Task to complete: Only the pictures stay out; every record is to be quoted exactly.

>> BEGIN Recorded data

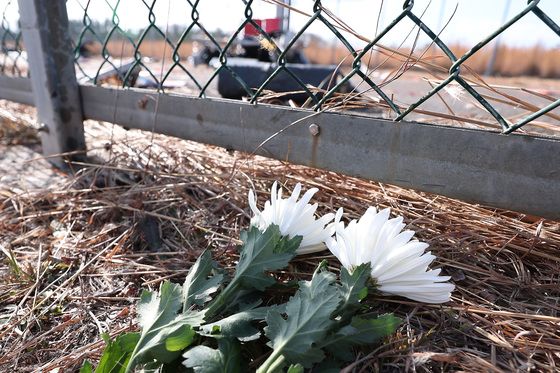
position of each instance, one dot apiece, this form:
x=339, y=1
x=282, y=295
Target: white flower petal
x=399, y=265
x=294, y=218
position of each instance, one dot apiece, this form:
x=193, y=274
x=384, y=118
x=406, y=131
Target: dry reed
x=76, y=254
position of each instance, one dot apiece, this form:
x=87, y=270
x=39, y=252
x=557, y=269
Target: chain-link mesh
x=112, y=42
x=12, y=57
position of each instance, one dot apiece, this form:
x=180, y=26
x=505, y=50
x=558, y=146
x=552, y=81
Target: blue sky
x=473, y=20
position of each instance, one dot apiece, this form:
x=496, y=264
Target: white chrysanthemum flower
x=399, y=265
x=294, y=218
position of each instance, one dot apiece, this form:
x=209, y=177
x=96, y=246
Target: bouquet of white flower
x=215, y=324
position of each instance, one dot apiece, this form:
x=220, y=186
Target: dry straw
x=76, y=254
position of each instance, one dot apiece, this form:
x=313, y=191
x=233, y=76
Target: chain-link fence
x=13, y=59
x=175, y=43
x=281, y=67
x=76, y=70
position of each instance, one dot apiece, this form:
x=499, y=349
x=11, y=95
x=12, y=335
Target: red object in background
x=269, y=25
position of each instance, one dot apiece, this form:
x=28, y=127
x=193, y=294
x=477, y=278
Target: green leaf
x=307, y=321
x=262, y=252
x=297, y=368
x=198, y=287
x=360, y=332
x=239, y=324
x=226, y=359
x=164, y=333
x=117, y=353
x=353, y=287
x=86, y=367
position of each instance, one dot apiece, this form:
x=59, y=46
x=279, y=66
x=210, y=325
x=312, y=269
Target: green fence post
x=44, y=26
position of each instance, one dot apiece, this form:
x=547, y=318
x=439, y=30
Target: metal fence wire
x=114, y=34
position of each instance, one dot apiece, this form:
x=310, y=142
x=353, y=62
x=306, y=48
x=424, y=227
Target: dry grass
x=76, y=254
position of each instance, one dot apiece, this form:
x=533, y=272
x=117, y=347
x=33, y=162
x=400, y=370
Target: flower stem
x=273, y=362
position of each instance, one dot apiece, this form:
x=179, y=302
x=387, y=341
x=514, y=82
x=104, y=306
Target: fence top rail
x=353, y=83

>> END Recorded data

Expected answer:
position of each instance, one dot apiece, this form:
x=339, y=1
x=282, y=295
Target: white flower petal
x=399, y=265
x=294, y=218
position of each instance, one dot apiece, this form:
x=193, y=274
x=384, y=118
x=406, y=131
Target: dry reed
x=76, y=254
position of each instance, one dot apiece, this form:
x=87, y=270
x=39, y=252
x=557, y=269
Target: chain-link mesh
x=112, y=42
x=12, y=57
position of each instance, one dot apiece, this form:
x=180, y=26
x=505, y=50
x=558, y=146
x=552, y=81
Target: blue sky
x=473, y=20
position of each instance, one dot apiece, this form:
x=496, y=264
Target: white chrysanthemum flower
x=399, y=265
x=294, y=218
position of each instance, one dot apiece, this form:
x=209, y=177
x=96, y=246
Target: bouquet of white flower
x=215, y=324
position of each instance, one dot apiece, this form:
x=220, y=186
Target: dry straw
x=76, y=254
position of each instance, one dot apiece, this form:
x=313, y=191
x=233, y=76
Target: chain-link fence
x=13, y=59
x=175, y=43
x=281, y=67
x=76, y=70
position of each instance, one dot apiece, this form:
x=499, y=349
x=11, y=95
x=12, y=335
Target: red object in background
x=269, y=25
position of each instance, one dot apiece, this form:
x=28, y=127
x=193, y=294
x=477, y=278
Target: green leaf
x=307, y=321
x=262, y=252
x=297, y=368
x=198, y=287
x=360, y=332
x=239, y=324
x=226, y=359
x=164, y=333
x=117, y=353
x=353, y=287
x=86, y=367
position of each instance, one dot apiece, this form:
x=59, y=46
x=279, y=66
x=210, y=325
x=312, y=269
Target: green fence post
x=44, y=26
position of each instance, one dot apiece, this form:
x=547, y=318
x=439, y=30
Target: metal fence wire
x=114, y=34
position of each instance, one dot apiece, this form:
x=310, y=142
x=353, y=62
x=306, y=48
x=424, y=227
Target: dry grass
x=76, y=254
position of each instance, one dot apiece, this form:
x=533, y=272
x=117, y=347
x=33, y=162
x=400, y=370
Target: flower stem
x=273, y=362
position of each instance, one dot apiece, this form:
x=179, y=302
x=387, y=341
x=514, y=82
x=104, y=306
Target: fence top rail
x=353, y=83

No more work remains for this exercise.